→ Written problem
Copy out the whole listing below, substituting "detect.internal:8443" for every occurrence of "vision.svc:443" and leaving everything else untouched. Omit the pictures from your copy.

Excerpts of bounding box data
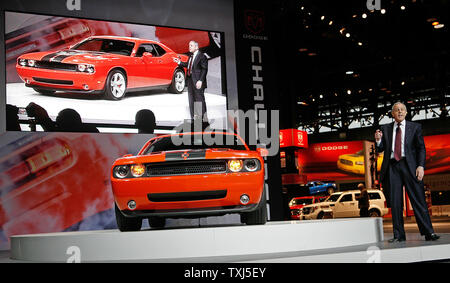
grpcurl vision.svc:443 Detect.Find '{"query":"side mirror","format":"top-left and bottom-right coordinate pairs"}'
top-left (256, 148), bottom-right (269, 157)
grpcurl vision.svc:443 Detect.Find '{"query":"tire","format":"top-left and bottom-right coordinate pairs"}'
top-left (241, 189), bottom-right (267, 225)
top-left (105, 69), bottom-right (127, 100)
top-left (148, 217), bottom-right (166, 228)
top-left (33, 88), bottom-right (56, 95)
top-left (114, 203), bottom-right (142, 232)
top-left (169, 69), bottom-right (186, 94)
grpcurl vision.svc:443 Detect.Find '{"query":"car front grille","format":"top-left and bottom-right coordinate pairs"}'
top-left (147, 160), bottom-right (227, 177)
top-left (35, 61), bottom-right (77, 72)
top-left (339, 159), bottom-right (353, 166)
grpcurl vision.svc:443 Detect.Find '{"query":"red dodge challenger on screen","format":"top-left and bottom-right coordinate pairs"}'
top-left (16, 36), bottom-right (188, 100)
top-left (111, 132), bottom-right (267, 231)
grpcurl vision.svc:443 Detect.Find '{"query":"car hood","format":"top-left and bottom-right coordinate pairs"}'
top-left (113, 149), bottom-right (263, 166)
top-left (304, 201), bottom-right (335, 207)
top-left (20, 49), bottom-right (123, 64)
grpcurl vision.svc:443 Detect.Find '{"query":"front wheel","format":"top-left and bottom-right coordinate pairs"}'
top-left (169, 69), bottom-right (186, 93)
top-left (114, 204), bottom-right (142, 232)
top-left (105, 70), bottom-right (127, 100)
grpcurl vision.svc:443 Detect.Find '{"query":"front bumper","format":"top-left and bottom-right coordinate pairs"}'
top-left (16, 65), bottom-right (106, 93)
top-left (111, 170), bottom-right (264, 217)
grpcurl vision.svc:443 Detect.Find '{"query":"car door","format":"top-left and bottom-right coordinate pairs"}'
top-left (333, 193), bottom-right (359, 218)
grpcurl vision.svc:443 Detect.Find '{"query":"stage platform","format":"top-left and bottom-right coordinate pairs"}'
top-left (4, 218), bottom-right (450, 263)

→ Result for this exercise
grpcurl detect.internal:8443 Detect.Find '{"query":"side mirror","format":"top-left and bottom-right coordinate pairs"}'
top-left (256, 148), bottom-right (269, 157)
grpcurl detect.internal:8443 Detect.Find '{"query":"tire","format":"top-left and bottom-right coordinate pairs"}'
top-left (241, 189), bottom-right (267, 225)
top-left (105, 69), bottom-right (127, 100)
top-left (148, 217), bottom-right (166, 228)
top-left (33, 88), bottom-right (56, 95)
top-left (114, 203), bottom-right (142, 232)
top-left (169, 69), bottom-right (186, 94)
grpcurl detect.internal:8443 Detect.Find '{"query":"car front grille","format":"top-left and bottom-right coordinate pairs"}'
top-left (147, 160), bottom-right (227, 177)
top-left (35, 61), bottom-right (77, 72)
top-left (339, 159), bottom-right (353, 166)
grpcurl detect.internal:8443 Detect.Find '{"query":"red dodge challenger on screen","format":"top-left and bottom-right coordinate pairs"}'
top-left (16, 36), bottom-right (188, 100)
top-left (111, 132), bottom-right (267, 231)
grpcurl detect.internal:8443 Detect.Find '{"query":"car hood","format":"top-left and bottom-right coordinate pairs"}'
top-left (113, 149), bottom-right (263, 166)
top-left (304, 201), bottom-right (335, 207)
top-left (20, 49), bottom-right (123, 64)
grpcurl detect.internal:8443 Detect.Find '{"query":"front wheel","format":"top-left and bottom-right coordinate pairs"}'
top-left (169, 69), bottom-right (186, 93)
top-left (114, 204), bottom-right (142, 232)
top-left (105, 70), bottom-right (127, 100)
grpcurl detect.internal:8443 Detect.Find '{"query":"front bumper","format":"top-left and bottom-right coordinate pairs"}'
top-left (16, 65), bottom-right (106, 93)
top-left (111, 170), bottom-right (264, 217)
grpcurl detect.internal:8443 Detect.Find '{"query":"car door","format":"top-left and bottom-right coordinate pairs"}'
top-left (333, 193), bottom-right (359, 218)
grpcurl detect.internal:8443 Detect.Find '{"query":"stage platform","format":"top-left and bottom-right coordinate pairs"}'
top-left (4, 218), bottom-right (450, 263)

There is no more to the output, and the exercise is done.